==== RECORDS SUPPLIED ====
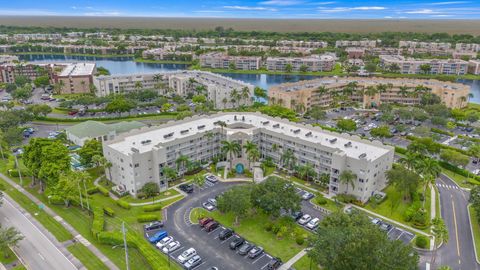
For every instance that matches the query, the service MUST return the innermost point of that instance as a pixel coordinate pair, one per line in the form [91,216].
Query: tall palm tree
[231,148]
[182,162]
[347,177]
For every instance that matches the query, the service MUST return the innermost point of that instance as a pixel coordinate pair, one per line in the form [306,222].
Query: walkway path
[293,260]
[67,226]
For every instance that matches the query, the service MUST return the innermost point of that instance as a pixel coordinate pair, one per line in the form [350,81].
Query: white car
[304,219]
[165,241]
[171,247]
[312,224]
[186,255]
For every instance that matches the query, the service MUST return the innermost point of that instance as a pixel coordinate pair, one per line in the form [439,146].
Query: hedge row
[104,191]
[98,223]
[123,204]
[147,217]
[152,207]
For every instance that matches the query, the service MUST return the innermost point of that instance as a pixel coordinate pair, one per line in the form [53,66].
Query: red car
[204,221]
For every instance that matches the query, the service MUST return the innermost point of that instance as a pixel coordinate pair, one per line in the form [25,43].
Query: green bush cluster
====
### THE PROBLEM
Rewrite all of the data above, requests included, and shift each coordinate in the answers by adding 52 to both of its numbers. Keep the sample coordinates inside the requests as they are, and leave the pictures out.

### EXERCISE RESULT
For every instance that matches the query, the service MUST return the innermost point of that instance as a pixel coordinate pair, one per line in the form [91,216].
Query: tall palm tree
[283,200]
[234,214]
[399,229]
For every instance that matches the query, the service MUST return the innermost point of that instance as a pixel coordinate pair, one per line in the form [306,222].
Query: walkway path
[345,312]
[119,278]
For every instance that matches the query, the service MUST return the innermost point of that instance as a pixel coordinate pair, one per line in the form [350,81].
Query: white car
[356,271]
[217,293]
[223,299]
[364,276]
[238,307]
For every instance that matches the query, the service MUST return the innermost point of that instance as a pixel coordinate pair, one per line in the form [439,146].
Query: hedge row
[156,243]
[150,275]
[175,256]
[199,269]
[204,259]
For every instance that matches the query, the service MUST return the innermost point of that instance as a pixel coordinate pair, one per line in the form [53,66].
Query: red car
[256,273]
For every instance that matches the query, the service MUST return the innermost point of that instance as a pixel coordinate pair, one per line in the form [25,43].
Query: green bush cluster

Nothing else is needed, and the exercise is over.